• Input data
Segment Open

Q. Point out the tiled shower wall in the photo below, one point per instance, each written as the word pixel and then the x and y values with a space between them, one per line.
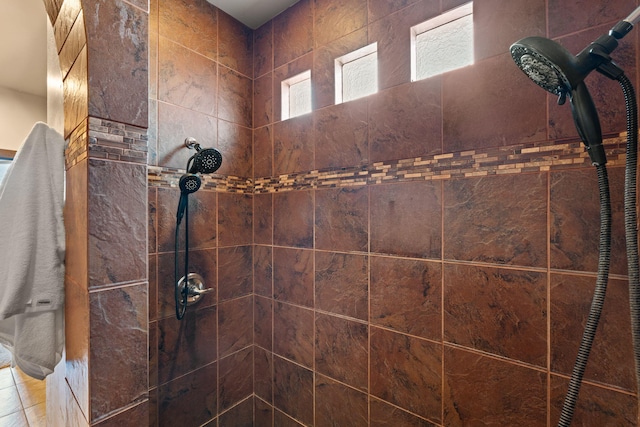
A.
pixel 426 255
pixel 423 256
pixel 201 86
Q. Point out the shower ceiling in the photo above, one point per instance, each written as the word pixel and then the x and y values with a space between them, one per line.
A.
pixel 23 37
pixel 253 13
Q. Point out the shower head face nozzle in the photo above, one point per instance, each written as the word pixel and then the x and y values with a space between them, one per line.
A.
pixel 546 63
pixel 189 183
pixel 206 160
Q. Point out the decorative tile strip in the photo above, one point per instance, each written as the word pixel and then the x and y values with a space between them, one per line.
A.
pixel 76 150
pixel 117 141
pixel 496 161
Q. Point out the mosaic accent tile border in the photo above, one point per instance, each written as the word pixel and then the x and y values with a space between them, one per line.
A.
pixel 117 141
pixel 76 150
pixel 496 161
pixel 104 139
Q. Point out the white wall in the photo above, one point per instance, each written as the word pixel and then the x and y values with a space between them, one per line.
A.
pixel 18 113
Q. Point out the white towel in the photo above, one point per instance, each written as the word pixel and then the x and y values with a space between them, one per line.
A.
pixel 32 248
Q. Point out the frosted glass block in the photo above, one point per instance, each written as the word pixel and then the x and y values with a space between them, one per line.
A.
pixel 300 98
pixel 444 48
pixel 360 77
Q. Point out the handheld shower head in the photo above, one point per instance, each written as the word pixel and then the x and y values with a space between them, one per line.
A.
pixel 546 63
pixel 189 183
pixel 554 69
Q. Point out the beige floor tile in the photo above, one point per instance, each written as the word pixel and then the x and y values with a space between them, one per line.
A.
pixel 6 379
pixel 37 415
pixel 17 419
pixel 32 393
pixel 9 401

Segment Closed
Segment Open

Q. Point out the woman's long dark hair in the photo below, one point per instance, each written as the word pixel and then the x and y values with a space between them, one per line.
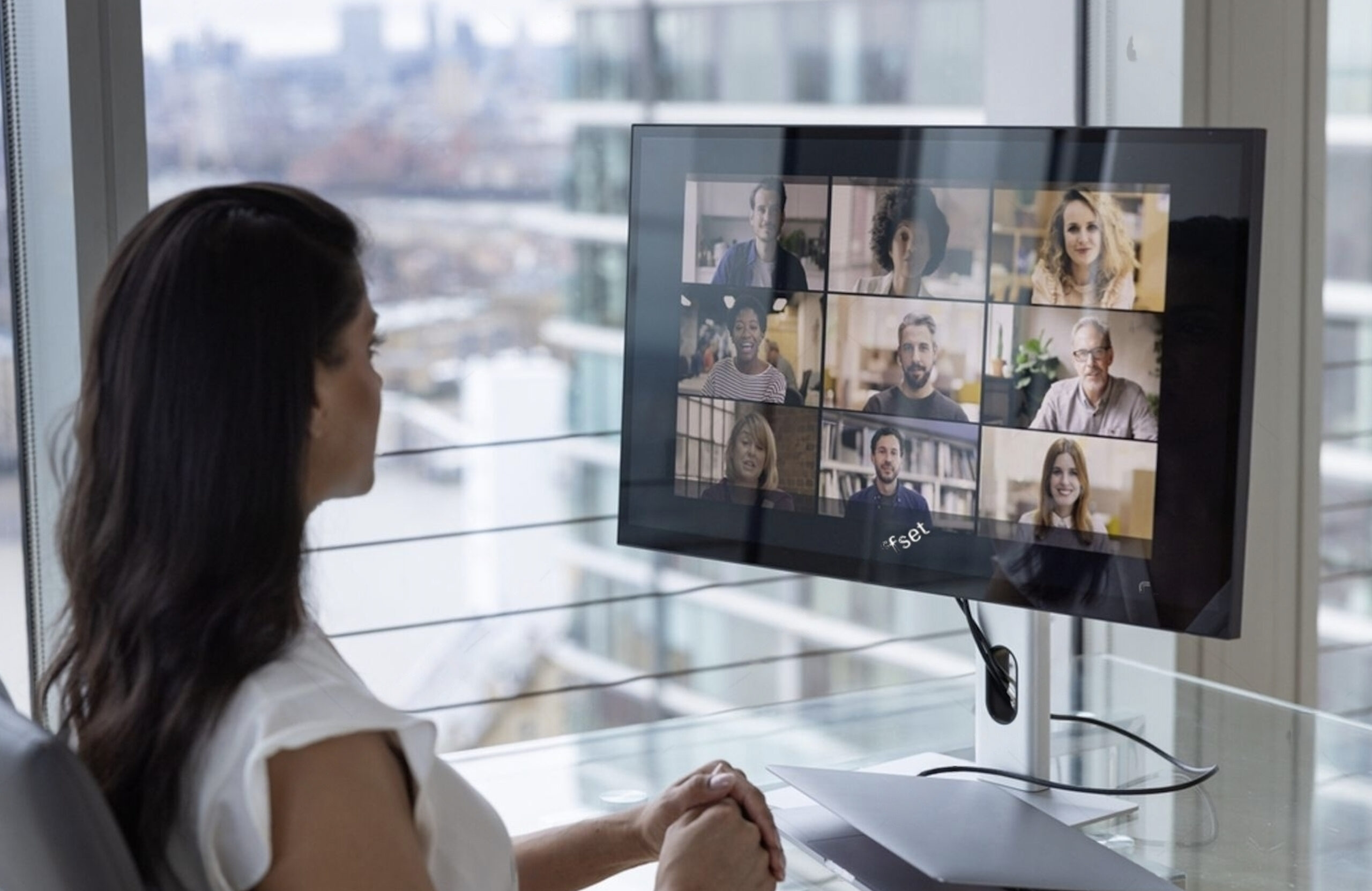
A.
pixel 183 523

Segment Closed

• Task objective
All lines in the data above from the one with "Q. Point out the shower ceiling" through the one with "Q. Point out the decorative" must be repeated exactly, and no others.

• Result below
Q. Point out the shower ceiling in the photo above, one point per instance, each written as the word pixel and then the x and y values with a space between them, one per line.
A.
pixel 23 37
pixel 253 13
Q. Point out the shower head face nozzle in the photo above, one point per instance, each written as the word pixel and then the x and y values with a space between them, one per line.
A.
pixel 546 63
pixel 189 183
pixel 206 160
Q. Point out the decorative tile strip in the photo above, one point per instance, each written as the word pixel and then the x and y values with a space between them, one per line.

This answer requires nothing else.